The time — and the place — couldn’t be better. Over the course of the Campaign, we’ve created a signature "geography of medicine" at Penn, a vital complex of interconnected facilities connecting and advancing research and patient care. We’ve recruited 13 Penn Integrates Knowledge professors across multiple schools and disciplines, 8 of whom have appointments in the Perelman School of Medicine. And in May of this year, the Perelman School of Medicine was endowed with a gift of $225 million by Raymond and Ruth Perelman, the largest single gift in Penn’s history and one that that will provide significantly more financial aid to medical school students, recruit the most talented physicians and scientists, and support innovative research. Now on the horizon: plans for a Neural and Behavioral Sciences building, a hub for undergraduate education in biology, psychology, and the biological basis of behavior, and one that will bring faculty in psychology and life sciences together in a collaborative space.
The new Neuroscience of Behavior Initiative will focus primarily on three areas: addiction, depressive disorders, and neurodegenerative diseases.
Those maladies “take a toll not only on sufferers themselves, but also on families, caregivers, and society as a whole.” said Penn Medicine’s Brian Strom, a world renowned epidemiologist who will lead the initiative. “Prevention, treatment, management, and rehabilitation of these conditions are central to improving health care for millions of people.”
"The question is understanding biologically what causes them, the basic neuroscience, to potentially developing new drugs to treat them," he explained, adding that along with learning the causes, researchers will look at who is at risk for these disorders. "Part of the goal here is to get people in different areas of science to work together on common problems."
J. Larry Jameson, MD, PhD, Executive Vice President of the University of Pennsylvania Health System and Dean of the Perelman School of Medicine, emphasized how this gift builds on Penn’s strengths while creating new capacities.
“Penn Medicine has a long history of leadership in the fields of neuroscience and psychiatry," he said. "Today, Penn is one of the few places in the world with the depth of expertise and experience to launch such a comprehensive, scientifically rigorous, and outcomes-oriented program. This transformative gift will allow us to innovate in areas of medicine that impact millions of patients directly and society as a whole.”
The gift is the first phase of what is anticipated to be a long-term investment by the donors in this initiative — a promise to what is to come for the University, for Penn Medicine, and for people everywhere.

• [DATA]:
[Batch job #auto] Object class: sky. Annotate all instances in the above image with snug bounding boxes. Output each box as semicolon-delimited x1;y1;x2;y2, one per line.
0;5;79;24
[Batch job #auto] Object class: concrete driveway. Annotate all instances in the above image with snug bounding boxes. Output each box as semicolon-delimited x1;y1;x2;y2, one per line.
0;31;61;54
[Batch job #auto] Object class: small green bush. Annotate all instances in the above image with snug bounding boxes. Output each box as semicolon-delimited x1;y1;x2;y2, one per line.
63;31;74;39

...

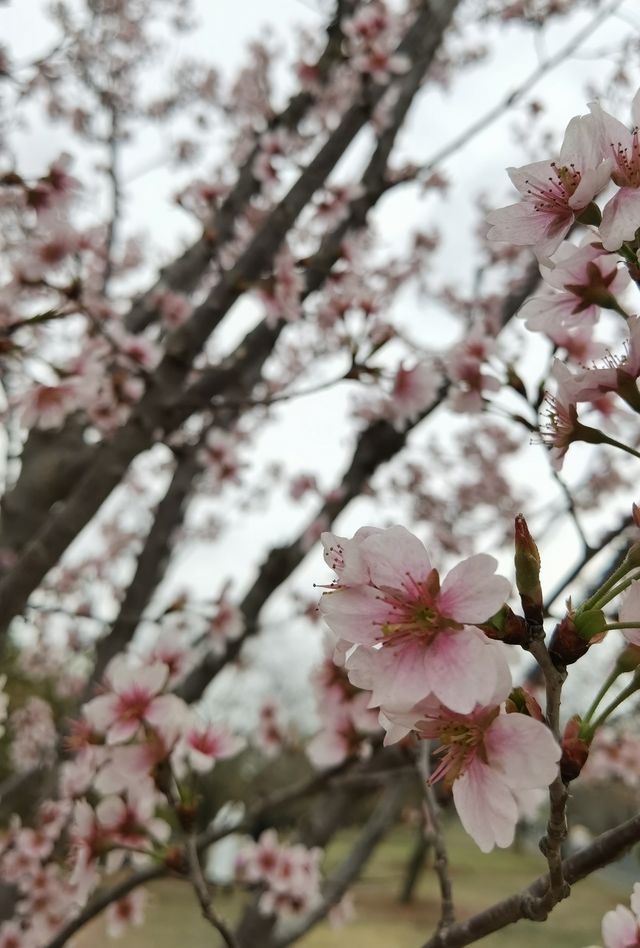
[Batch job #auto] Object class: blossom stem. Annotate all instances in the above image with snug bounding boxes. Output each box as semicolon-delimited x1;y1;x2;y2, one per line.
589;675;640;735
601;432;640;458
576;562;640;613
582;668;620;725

---

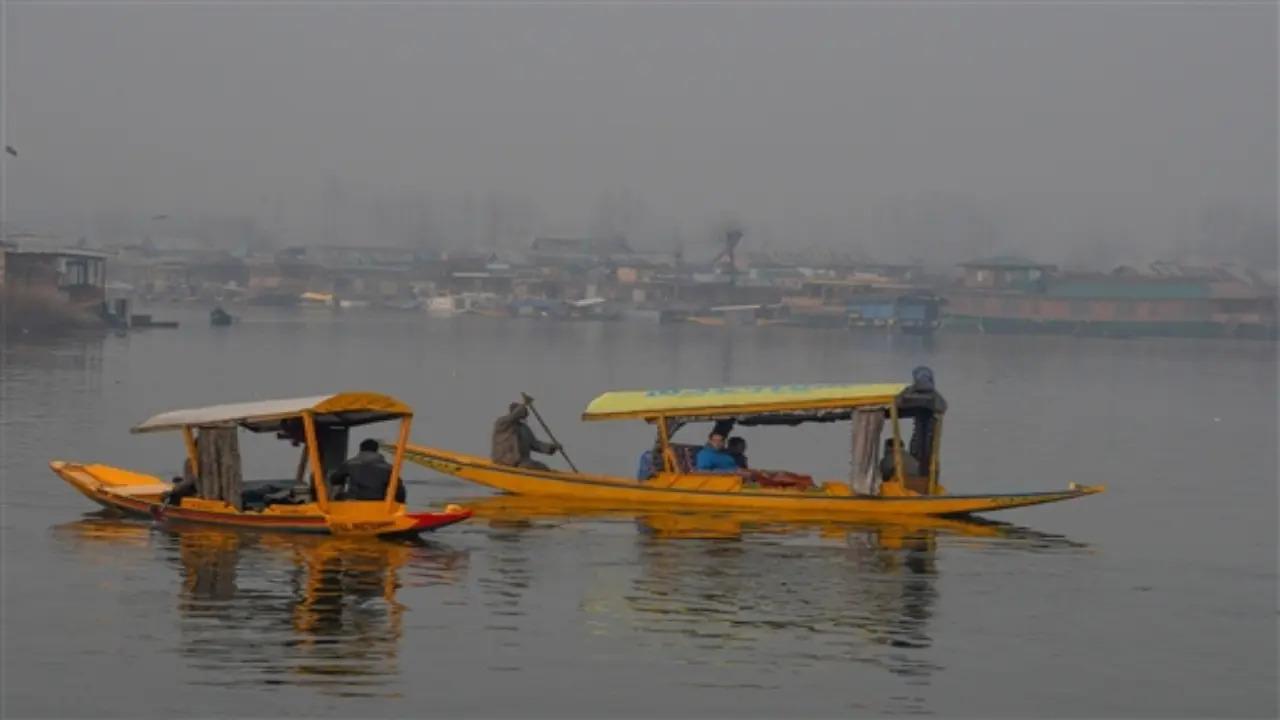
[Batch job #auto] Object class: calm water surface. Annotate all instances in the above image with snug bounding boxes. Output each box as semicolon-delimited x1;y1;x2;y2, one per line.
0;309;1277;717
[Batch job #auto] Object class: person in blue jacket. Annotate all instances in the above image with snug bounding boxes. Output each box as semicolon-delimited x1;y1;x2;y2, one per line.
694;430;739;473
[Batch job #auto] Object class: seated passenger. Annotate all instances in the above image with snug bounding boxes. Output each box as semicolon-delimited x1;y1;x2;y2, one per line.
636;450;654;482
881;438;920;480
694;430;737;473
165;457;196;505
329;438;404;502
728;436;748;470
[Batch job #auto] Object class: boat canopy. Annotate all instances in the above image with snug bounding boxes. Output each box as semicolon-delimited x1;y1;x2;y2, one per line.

• [REQUIRED WORK]:
[1] Answer these from the passage on the Neuroscience of Behavior Initiative:
(a) How many of the recruited Penn Integrates Knowledge professors have appointments in the Perelman School of Medicine?
(b) What three areas will the new initiative focus on primarily?
(c) Who will lead the initiative?
[2] Decide whether each statement agrees with the passage on the Neuroscience of Behavior Initiative. Give yes or no and quote the words that settle it.
(a) Raymond and Ruth Perelman gave the Perelman School of Medicine $225 million.
(b) The Neural and Behavioral Sciences building has already been completed.
(c) The gift is the final phase of the donors' investment in the initiative.
[3] Transcribe the stretch of the passage on the Neuroscience of Behavior Initiative from "The gift is" through "for people everywhere.".
Work only from the passage on the Neuroscience of Behavior Initiative.

• [SOLUTION LIST]:
[1]
(a) 8
(b) Addiction, depressive disorders, and neurodegenerative diseases
(c) Brian Strom

[2]
(a) Yes: "endowed with a gift of $225 million by Raymond and Ruth Perelman"
(b) No: "Now on the horizon: plans for a Neural and Behavioral Sciences building"
(c) No: "The gift is the first phase of what is anticipated to be a long-term investment by the donors in this initiative"

[3]
The gift is the first phase of what is anticipated to be a long-term investment by the donors in this initiative — a promise to what is to come for the University, for Penn Medicine, and for people everywhere.